** AIM **
Can you reproduce every line below, leaving all text as is but scaling each coordinate in the answers by 1.55 and rounding it to a whole number, with halves rounded up?

** SUPPLIED ENTRIES **
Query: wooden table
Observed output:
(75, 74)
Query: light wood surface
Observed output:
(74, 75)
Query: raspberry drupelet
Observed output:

** ANSWER TO THIS EXERCISE **
Query: wooden table
Observed output:
(116, 115)
Query: light wood surface
Observed output:
(115, 116)
Query: raspberry drupelet
Observed output:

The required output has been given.